*INFORMATION GIVEN*

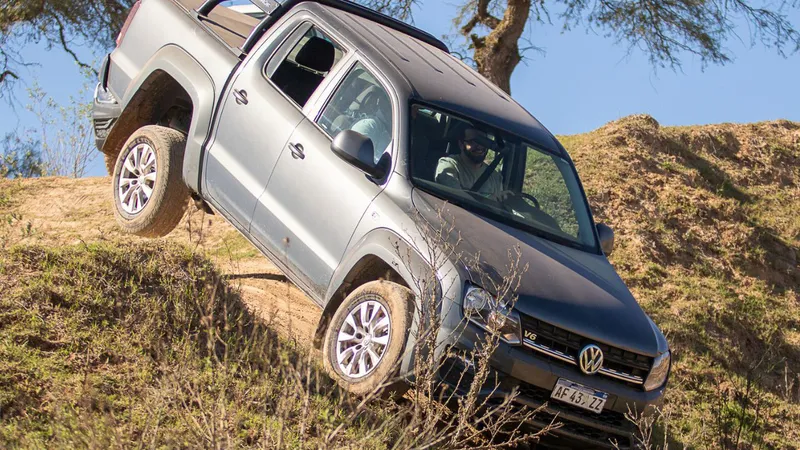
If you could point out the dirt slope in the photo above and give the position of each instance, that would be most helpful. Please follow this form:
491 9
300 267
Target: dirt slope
66 211
708 239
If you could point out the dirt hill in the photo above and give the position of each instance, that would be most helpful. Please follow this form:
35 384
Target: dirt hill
708 239
708 232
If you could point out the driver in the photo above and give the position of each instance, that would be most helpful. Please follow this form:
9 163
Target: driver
377 120
461 171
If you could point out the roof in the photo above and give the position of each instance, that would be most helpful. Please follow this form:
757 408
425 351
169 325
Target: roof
442 80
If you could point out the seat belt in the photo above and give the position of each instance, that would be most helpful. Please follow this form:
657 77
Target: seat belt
487 173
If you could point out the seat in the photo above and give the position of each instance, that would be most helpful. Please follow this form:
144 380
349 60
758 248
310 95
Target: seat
300 78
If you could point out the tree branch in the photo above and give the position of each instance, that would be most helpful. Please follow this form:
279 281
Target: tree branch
482 16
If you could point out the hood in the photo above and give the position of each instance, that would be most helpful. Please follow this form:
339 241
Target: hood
566 287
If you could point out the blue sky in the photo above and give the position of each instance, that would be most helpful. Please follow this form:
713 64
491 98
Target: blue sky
581 82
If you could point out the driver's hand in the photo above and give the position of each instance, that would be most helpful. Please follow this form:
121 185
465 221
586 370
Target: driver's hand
501 196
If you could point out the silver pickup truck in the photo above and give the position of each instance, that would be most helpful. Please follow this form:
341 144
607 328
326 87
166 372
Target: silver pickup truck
324 132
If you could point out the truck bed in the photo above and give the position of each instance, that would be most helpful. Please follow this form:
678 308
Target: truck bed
233 27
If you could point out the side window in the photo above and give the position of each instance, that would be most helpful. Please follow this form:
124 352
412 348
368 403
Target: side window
301 72
360 104
543 180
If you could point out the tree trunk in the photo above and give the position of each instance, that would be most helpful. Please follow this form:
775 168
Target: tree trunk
497 54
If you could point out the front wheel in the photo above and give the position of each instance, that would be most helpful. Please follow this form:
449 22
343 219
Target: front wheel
149 194
367 336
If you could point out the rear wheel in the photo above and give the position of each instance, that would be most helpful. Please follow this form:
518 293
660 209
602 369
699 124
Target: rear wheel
149 194
367 336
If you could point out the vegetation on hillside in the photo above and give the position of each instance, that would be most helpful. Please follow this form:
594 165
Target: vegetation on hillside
107 344
708 234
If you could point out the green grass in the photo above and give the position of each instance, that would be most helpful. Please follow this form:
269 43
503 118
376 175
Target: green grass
141 345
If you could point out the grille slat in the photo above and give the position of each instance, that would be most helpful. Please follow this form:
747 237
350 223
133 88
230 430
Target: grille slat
564 346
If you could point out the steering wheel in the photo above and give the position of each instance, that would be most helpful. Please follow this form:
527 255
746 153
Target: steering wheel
531 198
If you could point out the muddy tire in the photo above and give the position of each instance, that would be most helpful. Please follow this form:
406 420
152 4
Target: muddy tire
111 162
150 197
372 357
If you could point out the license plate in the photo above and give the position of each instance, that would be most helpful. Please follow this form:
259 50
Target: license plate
579 395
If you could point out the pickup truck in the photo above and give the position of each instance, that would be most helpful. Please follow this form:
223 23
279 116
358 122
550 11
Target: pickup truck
324 132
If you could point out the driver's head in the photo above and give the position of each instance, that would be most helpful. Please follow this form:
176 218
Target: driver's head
475 144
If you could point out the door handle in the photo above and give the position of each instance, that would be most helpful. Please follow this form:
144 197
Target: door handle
241 96
297 151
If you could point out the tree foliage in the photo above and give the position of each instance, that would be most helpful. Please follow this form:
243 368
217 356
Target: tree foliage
666 31
20 158
59 23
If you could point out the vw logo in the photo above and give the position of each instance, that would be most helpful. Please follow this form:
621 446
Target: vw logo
590 359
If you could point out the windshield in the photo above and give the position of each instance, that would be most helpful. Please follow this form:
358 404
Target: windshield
499 175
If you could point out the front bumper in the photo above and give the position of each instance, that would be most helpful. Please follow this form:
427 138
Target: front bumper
534 376
105 112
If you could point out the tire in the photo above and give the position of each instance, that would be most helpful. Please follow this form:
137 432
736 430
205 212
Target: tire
111 162
399 302
160 213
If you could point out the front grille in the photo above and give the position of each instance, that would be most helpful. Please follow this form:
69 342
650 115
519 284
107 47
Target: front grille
563 346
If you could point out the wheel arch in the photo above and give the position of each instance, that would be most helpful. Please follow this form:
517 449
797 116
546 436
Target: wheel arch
380 255
172 80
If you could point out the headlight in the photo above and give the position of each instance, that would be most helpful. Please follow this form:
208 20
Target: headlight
103 96
484 310
659 372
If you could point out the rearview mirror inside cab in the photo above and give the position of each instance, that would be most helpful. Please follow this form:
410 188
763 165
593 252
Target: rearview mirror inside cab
606 238
358 150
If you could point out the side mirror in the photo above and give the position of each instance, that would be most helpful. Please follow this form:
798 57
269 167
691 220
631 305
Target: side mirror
358 151
606 238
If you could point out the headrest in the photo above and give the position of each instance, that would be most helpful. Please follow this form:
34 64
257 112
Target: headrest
318 54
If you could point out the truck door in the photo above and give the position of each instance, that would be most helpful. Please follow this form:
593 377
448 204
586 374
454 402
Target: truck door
264 105
315 200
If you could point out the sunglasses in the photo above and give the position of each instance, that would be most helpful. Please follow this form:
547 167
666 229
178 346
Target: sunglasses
476 146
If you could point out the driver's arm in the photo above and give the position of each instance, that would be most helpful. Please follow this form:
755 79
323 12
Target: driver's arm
447 173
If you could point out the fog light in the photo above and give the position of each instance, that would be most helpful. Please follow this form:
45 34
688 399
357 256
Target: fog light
659 372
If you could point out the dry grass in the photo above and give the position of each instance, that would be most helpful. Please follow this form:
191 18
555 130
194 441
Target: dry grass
707 239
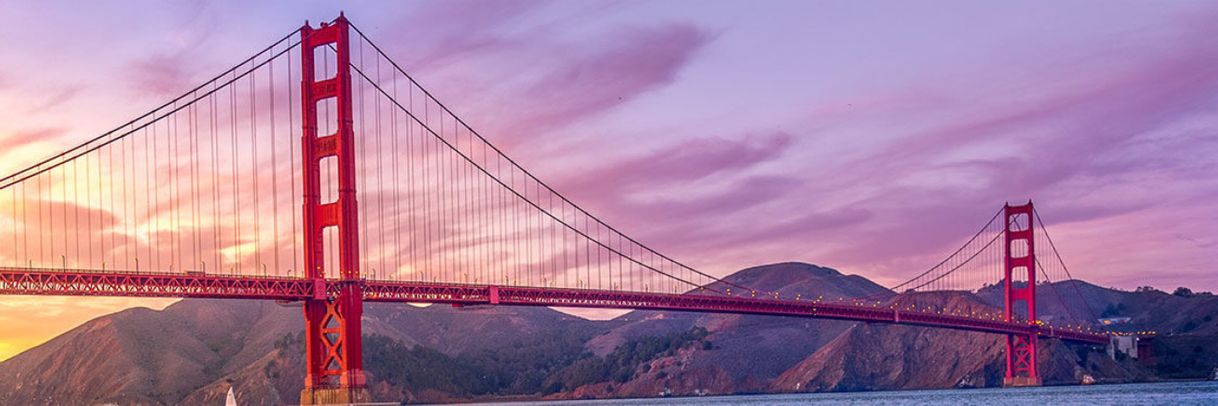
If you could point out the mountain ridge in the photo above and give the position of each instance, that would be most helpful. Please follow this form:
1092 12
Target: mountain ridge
195 350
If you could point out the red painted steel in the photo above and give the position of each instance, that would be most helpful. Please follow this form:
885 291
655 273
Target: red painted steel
94 283
333 339
1020 260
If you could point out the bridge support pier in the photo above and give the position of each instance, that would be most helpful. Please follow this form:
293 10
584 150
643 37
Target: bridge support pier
334 370
1021 261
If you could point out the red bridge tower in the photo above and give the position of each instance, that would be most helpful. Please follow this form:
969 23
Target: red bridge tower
1021 261
334 349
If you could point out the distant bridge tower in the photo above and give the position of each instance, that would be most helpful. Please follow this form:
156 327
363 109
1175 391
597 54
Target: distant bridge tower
334 349
1021 262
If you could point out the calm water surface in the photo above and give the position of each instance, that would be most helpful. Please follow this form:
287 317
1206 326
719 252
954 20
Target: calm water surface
1182 393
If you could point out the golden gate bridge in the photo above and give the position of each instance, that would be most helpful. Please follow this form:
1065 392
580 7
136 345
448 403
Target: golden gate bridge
318 171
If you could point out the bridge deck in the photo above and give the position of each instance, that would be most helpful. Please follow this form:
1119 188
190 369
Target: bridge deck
161 284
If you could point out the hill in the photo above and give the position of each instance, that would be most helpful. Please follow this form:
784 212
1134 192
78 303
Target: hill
195 350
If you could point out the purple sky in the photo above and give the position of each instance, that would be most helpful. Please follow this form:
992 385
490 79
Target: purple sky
865 137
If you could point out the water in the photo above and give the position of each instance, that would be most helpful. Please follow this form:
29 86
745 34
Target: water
1175 393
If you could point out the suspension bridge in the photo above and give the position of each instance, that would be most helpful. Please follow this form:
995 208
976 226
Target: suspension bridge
318 171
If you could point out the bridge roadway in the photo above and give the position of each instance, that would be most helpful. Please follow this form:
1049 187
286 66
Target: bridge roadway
163 284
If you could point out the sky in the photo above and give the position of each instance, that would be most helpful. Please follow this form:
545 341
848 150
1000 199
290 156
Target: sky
872 138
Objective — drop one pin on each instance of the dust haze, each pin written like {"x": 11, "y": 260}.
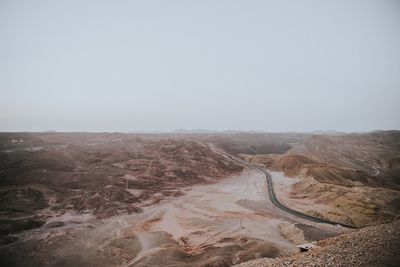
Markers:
{"x": 199, "y": 133}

*EXERCISE OBJECTIVE*
Do not include the pictures. Quote only the lines from the line with "If you could point out the water" through the end of the material, both ends included, exactly.

*ANSWER AREA*
If you could point out the water in the photo above and give the position of each instance, that would be most helpful. Please follow this form:
29 86
745 34
Target: water
1175 393
If you could point out the suspension bridge in the photo above and give the position of each instance, that would be most helpful. Please follow this form:
995 208
976 226
Target: suspension bridge
318 171
If you could point out the bridge roadway in the photo above and give the position of each instance, that would be most helpful. Please follow this form:
1049 187
286 66
Target: bridge roadway
163 284
If you could point out the sky in the photo above and give the position of each instance, that would be most helpful. Please follow this form:
545 341
848 150
1000 199
290 156
Target: sky
872 138
Objective — drop one pin on each instance of the dust haze, each pin written like {"x": 11, "y": 260}.
Markers:
{"x": 199, "y": 133}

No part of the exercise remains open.